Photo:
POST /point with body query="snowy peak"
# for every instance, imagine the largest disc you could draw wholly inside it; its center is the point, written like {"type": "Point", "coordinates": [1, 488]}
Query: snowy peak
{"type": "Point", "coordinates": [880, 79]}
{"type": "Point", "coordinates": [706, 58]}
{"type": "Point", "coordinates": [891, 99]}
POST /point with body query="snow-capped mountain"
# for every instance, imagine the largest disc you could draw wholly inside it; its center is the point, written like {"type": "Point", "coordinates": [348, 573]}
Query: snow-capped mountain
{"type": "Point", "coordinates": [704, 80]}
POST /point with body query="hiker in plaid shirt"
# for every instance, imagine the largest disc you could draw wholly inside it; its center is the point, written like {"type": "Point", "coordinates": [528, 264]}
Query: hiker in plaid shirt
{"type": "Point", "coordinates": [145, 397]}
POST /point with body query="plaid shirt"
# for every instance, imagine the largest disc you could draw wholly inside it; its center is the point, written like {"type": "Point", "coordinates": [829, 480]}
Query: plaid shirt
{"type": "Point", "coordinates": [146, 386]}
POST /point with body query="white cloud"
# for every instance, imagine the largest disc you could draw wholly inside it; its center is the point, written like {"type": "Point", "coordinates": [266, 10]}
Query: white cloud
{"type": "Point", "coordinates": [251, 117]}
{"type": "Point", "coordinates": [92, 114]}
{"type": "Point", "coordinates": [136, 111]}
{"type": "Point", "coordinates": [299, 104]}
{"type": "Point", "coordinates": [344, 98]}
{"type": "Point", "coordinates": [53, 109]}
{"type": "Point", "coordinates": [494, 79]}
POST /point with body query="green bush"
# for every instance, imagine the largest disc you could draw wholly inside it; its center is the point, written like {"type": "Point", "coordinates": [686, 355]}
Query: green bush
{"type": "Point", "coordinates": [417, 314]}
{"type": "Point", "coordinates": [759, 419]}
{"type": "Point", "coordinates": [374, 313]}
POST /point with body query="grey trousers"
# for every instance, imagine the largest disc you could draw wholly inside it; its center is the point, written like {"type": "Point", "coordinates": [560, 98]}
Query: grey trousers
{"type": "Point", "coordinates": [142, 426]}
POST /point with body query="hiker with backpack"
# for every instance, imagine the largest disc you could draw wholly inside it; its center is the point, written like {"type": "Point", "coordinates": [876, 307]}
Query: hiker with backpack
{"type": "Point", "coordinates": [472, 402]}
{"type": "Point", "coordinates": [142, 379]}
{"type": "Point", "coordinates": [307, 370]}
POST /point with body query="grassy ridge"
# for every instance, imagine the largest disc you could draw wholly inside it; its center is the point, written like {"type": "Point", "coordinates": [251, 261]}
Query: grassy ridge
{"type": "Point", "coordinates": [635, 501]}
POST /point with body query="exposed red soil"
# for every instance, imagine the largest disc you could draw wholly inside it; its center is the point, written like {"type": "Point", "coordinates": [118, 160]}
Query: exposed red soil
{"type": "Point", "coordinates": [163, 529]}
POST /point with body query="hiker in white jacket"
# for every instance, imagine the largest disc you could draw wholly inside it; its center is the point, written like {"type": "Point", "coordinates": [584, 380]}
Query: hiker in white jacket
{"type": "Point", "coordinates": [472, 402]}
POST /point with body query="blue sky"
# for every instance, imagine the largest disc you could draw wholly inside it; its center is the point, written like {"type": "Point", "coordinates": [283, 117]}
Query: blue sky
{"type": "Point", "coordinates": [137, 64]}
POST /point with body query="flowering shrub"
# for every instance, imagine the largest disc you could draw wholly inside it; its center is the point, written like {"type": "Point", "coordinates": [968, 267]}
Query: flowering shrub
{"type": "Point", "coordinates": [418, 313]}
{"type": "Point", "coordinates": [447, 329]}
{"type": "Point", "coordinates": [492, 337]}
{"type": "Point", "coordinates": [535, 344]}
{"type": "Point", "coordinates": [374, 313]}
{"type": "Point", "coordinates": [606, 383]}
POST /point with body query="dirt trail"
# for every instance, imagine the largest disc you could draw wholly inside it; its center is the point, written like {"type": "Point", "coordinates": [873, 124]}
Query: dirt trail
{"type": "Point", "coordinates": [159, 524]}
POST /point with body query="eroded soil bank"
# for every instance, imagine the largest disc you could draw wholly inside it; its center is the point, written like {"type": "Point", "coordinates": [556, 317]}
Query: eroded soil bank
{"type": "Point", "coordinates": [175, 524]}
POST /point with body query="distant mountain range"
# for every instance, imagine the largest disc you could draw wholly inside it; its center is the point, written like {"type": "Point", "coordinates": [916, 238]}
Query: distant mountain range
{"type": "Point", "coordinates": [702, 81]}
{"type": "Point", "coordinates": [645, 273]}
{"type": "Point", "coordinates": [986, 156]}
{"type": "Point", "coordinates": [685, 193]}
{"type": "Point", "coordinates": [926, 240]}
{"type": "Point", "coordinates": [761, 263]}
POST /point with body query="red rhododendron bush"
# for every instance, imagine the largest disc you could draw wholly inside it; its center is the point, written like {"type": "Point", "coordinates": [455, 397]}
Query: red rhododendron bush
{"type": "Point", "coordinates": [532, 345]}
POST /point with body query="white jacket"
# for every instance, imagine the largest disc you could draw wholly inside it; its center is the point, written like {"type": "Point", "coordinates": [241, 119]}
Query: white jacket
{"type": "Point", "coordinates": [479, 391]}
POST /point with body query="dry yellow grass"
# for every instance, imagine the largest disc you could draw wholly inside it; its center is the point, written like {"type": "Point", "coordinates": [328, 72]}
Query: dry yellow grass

• • •

Problem description | In the entries above, which lines hold the string "yellow"? Report all of them.

Task answer |
POST /point with body query="dry yellow grass"
Query: dry yellow grass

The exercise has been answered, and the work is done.